• _Exercise instructions_
Beginning with the first line, please repeat the entries exactly and end on the line that contains "positive clicks: (106, 182)".

-------- Data records --------

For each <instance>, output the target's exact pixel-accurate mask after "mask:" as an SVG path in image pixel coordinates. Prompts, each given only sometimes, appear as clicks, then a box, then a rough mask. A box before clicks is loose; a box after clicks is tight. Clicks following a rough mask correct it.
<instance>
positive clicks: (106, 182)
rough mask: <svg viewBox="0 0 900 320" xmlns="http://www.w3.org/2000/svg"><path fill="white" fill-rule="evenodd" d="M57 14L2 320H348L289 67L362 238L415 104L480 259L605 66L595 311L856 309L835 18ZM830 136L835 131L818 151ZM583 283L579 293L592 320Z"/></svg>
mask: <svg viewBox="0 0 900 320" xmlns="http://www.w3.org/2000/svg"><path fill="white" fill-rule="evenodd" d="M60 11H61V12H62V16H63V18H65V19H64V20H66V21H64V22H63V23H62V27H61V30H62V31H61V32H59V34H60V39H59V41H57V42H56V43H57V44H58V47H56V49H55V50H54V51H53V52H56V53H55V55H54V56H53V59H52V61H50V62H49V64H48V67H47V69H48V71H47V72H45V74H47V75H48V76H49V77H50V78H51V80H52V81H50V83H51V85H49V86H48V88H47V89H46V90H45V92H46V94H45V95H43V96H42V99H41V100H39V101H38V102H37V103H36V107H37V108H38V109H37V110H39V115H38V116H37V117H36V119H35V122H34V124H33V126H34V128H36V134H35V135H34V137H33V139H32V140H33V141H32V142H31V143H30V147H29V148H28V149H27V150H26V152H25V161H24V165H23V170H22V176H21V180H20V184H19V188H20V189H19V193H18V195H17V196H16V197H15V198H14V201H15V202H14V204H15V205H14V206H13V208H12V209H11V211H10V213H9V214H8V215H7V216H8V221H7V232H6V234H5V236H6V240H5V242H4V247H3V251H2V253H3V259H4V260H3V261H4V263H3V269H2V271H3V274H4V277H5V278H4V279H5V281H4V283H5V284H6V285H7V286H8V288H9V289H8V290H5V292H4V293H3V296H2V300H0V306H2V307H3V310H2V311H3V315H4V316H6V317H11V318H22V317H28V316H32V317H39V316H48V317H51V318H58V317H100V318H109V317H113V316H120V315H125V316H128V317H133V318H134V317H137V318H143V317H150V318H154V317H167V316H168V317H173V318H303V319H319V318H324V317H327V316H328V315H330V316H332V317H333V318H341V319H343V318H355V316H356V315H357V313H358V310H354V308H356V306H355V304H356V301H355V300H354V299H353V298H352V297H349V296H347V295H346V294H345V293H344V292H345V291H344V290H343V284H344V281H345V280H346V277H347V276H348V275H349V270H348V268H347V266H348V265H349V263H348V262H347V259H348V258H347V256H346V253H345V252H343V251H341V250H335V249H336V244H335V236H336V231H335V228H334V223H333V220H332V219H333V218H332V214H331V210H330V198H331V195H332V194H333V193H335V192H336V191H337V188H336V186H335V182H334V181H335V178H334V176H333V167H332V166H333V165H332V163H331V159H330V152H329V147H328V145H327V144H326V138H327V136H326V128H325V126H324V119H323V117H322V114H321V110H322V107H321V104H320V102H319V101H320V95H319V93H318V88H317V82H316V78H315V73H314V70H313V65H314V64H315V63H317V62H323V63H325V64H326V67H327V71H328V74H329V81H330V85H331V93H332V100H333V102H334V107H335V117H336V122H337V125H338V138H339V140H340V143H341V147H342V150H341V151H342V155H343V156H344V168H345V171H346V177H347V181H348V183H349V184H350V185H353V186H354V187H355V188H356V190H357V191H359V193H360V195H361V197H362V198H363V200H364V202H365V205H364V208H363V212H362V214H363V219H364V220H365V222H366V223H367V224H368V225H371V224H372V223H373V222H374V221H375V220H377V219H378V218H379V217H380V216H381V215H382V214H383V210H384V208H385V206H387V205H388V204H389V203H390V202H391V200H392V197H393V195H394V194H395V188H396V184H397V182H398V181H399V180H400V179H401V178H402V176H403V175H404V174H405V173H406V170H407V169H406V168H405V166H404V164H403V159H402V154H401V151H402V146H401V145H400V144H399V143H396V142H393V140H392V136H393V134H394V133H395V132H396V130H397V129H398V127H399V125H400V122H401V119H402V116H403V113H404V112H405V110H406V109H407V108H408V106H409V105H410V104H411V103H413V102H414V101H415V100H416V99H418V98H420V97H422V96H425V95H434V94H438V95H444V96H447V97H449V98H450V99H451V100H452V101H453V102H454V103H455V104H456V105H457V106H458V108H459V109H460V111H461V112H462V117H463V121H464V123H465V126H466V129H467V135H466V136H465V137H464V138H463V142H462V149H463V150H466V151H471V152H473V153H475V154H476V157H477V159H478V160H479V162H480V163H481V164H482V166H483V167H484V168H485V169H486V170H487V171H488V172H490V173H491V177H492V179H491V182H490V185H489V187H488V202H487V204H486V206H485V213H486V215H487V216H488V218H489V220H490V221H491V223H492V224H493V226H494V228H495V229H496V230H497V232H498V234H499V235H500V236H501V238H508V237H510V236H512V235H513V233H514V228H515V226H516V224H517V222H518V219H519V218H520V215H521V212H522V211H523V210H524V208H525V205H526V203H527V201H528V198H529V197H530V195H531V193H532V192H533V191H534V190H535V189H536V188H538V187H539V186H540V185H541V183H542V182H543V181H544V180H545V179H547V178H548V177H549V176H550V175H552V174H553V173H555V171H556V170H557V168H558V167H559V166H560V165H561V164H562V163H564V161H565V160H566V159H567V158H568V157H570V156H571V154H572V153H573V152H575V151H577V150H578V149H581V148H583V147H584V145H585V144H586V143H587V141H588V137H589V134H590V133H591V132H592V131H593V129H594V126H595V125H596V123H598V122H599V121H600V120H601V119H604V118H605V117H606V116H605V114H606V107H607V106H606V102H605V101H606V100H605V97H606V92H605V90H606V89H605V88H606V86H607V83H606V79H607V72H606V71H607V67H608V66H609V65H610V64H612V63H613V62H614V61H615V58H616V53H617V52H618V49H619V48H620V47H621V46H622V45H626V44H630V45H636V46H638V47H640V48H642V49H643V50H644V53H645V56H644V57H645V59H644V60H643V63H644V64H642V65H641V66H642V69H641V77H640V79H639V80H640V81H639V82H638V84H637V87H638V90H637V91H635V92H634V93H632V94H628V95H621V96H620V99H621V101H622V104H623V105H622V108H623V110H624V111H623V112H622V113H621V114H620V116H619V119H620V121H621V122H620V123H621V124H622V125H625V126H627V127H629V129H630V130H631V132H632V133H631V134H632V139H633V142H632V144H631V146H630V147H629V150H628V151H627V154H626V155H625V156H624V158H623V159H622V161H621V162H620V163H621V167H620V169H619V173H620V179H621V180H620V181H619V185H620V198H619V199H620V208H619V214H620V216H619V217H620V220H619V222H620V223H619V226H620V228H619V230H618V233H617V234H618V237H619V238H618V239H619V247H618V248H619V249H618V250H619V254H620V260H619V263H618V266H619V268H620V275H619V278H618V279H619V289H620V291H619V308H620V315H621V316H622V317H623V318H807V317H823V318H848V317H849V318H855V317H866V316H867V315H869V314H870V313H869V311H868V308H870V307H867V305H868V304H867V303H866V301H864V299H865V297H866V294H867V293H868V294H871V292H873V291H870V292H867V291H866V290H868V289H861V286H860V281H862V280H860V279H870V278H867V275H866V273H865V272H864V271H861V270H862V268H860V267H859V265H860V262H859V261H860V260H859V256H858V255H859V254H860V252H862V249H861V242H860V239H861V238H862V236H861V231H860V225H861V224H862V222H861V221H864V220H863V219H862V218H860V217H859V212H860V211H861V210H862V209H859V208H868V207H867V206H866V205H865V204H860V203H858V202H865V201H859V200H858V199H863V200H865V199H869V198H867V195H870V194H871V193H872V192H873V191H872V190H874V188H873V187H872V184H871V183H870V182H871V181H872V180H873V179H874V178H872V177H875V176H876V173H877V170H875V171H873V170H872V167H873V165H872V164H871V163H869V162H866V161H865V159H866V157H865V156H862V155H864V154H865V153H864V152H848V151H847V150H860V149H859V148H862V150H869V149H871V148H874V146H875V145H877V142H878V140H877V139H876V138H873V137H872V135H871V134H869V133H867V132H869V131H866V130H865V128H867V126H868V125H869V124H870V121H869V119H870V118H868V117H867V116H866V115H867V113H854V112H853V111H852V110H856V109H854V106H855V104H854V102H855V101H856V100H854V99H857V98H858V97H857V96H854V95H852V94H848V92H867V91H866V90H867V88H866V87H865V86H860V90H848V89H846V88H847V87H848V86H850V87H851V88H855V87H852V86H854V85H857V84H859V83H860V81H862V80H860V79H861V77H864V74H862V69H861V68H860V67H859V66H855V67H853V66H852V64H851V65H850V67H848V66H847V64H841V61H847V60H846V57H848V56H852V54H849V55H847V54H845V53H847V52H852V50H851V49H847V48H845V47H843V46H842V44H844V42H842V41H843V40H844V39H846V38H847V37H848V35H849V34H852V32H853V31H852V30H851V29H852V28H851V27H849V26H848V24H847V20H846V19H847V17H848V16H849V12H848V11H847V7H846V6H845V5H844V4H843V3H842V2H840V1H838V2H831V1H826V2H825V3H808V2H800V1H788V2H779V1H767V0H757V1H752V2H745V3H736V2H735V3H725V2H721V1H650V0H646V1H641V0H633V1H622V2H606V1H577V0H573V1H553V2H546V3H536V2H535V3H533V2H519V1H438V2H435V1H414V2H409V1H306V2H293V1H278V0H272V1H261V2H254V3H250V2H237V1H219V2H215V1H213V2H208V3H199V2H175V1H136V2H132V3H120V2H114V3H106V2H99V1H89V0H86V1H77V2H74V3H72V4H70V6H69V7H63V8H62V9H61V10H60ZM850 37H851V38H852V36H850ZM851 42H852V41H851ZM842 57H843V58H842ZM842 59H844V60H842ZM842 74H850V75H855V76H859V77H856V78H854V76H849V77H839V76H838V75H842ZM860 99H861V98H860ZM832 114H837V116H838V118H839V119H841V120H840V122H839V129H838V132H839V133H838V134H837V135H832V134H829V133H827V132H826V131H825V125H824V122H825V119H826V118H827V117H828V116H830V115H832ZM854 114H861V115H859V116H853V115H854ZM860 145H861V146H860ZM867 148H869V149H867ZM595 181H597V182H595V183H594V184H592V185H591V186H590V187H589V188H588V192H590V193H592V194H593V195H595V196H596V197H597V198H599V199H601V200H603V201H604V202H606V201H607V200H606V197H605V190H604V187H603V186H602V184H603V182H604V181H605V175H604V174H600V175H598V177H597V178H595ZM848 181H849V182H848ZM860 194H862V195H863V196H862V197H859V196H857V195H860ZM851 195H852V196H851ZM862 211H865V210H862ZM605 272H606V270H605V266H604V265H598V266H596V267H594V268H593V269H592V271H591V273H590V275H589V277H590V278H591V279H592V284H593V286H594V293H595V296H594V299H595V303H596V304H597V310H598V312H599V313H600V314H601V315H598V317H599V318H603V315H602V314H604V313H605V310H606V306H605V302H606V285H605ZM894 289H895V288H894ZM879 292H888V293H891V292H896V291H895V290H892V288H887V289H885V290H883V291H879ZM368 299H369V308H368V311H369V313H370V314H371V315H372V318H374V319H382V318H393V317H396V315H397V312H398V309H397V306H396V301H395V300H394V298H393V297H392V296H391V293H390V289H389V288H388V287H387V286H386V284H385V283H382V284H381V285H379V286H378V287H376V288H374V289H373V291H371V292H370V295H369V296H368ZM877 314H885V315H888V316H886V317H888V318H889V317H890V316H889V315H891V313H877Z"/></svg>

--------

• _Written response_
For each <instance>, output the target's exact pixel-accurate mask after "mask:" as an SVG path in image pixel coordinates. Prompts, each given only sometimes, appear as clicks, then a box, then a rough mask. A box before clicks is loose; a box after clicks is tight. Clicks following a rough mask correct it.
<instance>
positive clicks: (106, 182)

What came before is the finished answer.